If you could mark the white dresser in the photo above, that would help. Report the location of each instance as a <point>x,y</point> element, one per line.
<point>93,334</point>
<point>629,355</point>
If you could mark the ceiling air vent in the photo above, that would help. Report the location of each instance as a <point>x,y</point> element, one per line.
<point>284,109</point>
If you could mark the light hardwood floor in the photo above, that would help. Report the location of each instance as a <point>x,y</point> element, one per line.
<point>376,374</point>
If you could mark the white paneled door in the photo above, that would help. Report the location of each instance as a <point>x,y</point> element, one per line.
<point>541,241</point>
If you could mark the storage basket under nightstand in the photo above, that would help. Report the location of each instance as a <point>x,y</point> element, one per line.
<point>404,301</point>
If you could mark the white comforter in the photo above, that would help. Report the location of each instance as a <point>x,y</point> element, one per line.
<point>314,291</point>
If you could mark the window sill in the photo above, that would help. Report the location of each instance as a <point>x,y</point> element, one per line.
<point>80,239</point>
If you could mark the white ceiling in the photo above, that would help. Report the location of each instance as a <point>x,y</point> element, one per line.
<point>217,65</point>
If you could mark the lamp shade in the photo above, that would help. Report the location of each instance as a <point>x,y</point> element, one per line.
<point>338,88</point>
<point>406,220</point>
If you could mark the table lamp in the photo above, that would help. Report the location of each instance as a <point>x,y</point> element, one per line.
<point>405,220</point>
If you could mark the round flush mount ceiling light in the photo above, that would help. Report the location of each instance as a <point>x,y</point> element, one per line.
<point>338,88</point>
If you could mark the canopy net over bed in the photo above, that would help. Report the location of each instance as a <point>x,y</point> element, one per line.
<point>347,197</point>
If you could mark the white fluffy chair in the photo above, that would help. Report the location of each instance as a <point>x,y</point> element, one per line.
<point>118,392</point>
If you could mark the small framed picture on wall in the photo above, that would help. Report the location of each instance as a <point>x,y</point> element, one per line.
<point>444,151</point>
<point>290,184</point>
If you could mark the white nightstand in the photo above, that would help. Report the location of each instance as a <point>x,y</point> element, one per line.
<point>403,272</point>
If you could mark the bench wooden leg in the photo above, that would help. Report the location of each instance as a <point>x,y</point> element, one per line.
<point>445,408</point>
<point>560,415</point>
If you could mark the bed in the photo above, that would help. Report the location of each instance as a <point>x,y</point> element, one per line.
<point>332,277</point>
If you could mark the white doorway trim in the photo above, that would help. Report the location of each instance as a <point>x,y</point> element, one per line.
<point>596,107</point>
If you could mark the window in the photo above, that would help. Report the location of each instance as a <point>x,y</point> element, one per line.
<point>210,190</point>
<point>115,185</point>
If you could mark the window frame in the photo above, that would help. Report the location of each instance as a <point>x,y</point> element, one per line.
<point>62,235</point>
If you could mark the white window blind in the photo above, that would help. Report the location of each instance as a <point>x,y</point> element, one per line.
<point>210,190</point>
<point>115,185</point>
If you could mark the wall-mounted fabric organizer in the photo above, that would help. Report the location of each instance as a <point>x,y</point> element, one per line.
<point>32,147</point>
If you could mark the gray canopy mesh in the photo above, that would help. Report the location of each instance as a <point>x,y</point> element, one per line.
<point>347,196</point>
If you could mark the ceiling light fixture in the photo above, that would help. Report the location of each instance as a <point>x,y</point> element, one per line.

* Task objective:
Retype the listing. Match it exactly.

* Task output:
If you could mark the white dresser in the photo above, that would help. Report the location of each instance as a <point>x,y</point> element, one per line.
<point>93,334</point>
<point>629,355</point>
If you could mark the ceiling air vent in the photo above, that would help. Report the location of each instance as a <point>x,y</point> element, one per line.
<point>284,109</point>
If you could mark the light hardwood floor in the photo above, that would help. Report the location of each instance as a <point>x,y</point> element, one per line.
<point>376,374</point>
If you could mark the white paneled door in the photo above, that would help. Report the location of each instance as a <point>x,y</point> element, one per line.
<point>541,241</point>
If you could mark the storage basket under nightstand in the photo above, that would help. Report the location of each instance as a <point>x,y</point> element, one per line.
<point>404,301</point>
If you could mark the white comforter in the photo above, that would help. Report the location of each instance as a <point>x,y</point> element, one per line.
<point>314,291</point>
If you could mark the window sill in the photo above, that would help. Report the location of each instance as a <point>x,y</point> element, one per line.
<point>80,239</point>
If you could mark the white ceiling in the photo above, that would help. Report the location of each instance as a <point>x,y</point> element, one per line.
<point>217,65</point>
If you could mark the lamp shade in the photo above, that would help. Report the location of each instance as a <point>x,y</point> element, one per line.
<point>338,88</point>
<point>406,220</point>
If you could mark the table lamp in the photo above, that would help. Report the location of each instance as a <point>x,y</point> element, one per line.
<point>405,220</point>
If you could mark the round flush mount ceiling light in the photo above, that would help. Report the location of each instance as a <point>x,y</point> element, one per line.
<point>338,88</point>
If you could mark the canopy net over bed in the photo above, that would help. Report the location of each instance as a <point>x,y</point> element, one per line.
<point>347,197</point>
If you could mark the white fluffy chair in the photo above, that would help. Report the location of each instance as a <point>x,y</point> element, one per line.
<point>118,392</point>
If you could mark the small framed picture on wall in the photo above, that would help. Report the location of each instance as a <point>x,y</point> element, one per line.
<point>444,151</point>
<point>290,184</point>
If you could mark the white nightstand in the photo above, that would help. Report the location of each instance as a <point>x,y</point> element, one per line.
<point>403,272</point>
If you could mark the bench wooden leg in the photo above, that would help. Report the location of each instance as a <point>x,y</point> element, one per line.
<point>445,408</point>
<point>560,415</point>
If you could mark the bed in the photo above, that would help. Report the location of each instance as a <point>x,y</point> element, one per line.
<point>332,277</point>
If you could mark the white doorway trim in the photo above, that would help. Report the location of each instance as a <point>x,y</point> element, one per line.
<point>596,107</point>
If you could mark the window in the photo above, that would help. Report the location of each instance as a <point>x,y</point> element, one per line.
<point>210,190</point>
<point>115,185</point>
If you could mark the window frame in the photo above, that would help. Report the location of each instance as a <point>x,y</point> element, one per line.
<point>62,235</point>
If you could mark the white window blind in the photo above, that would help. Report the location of each instance as a <point>x,y</point> element, one per line.
<point>210,190</point>
<point>115,185</point>
If you could mark the wall-mounted fabric organizer in the photo above, that would help. Report the location of each instance as a <point>x,y</point> element, one per line.
<point>32,147</point>
If you could mark the gray canopy mesh in the photo above, that would help. Report the location of each instance as a <point>x,y</point> element, one per line.
<point>347,196</point>
If you could mark the ceiling light fixture in the photo above, that would help. Report the location of each instance as a <point>x,y</point> element, one per line.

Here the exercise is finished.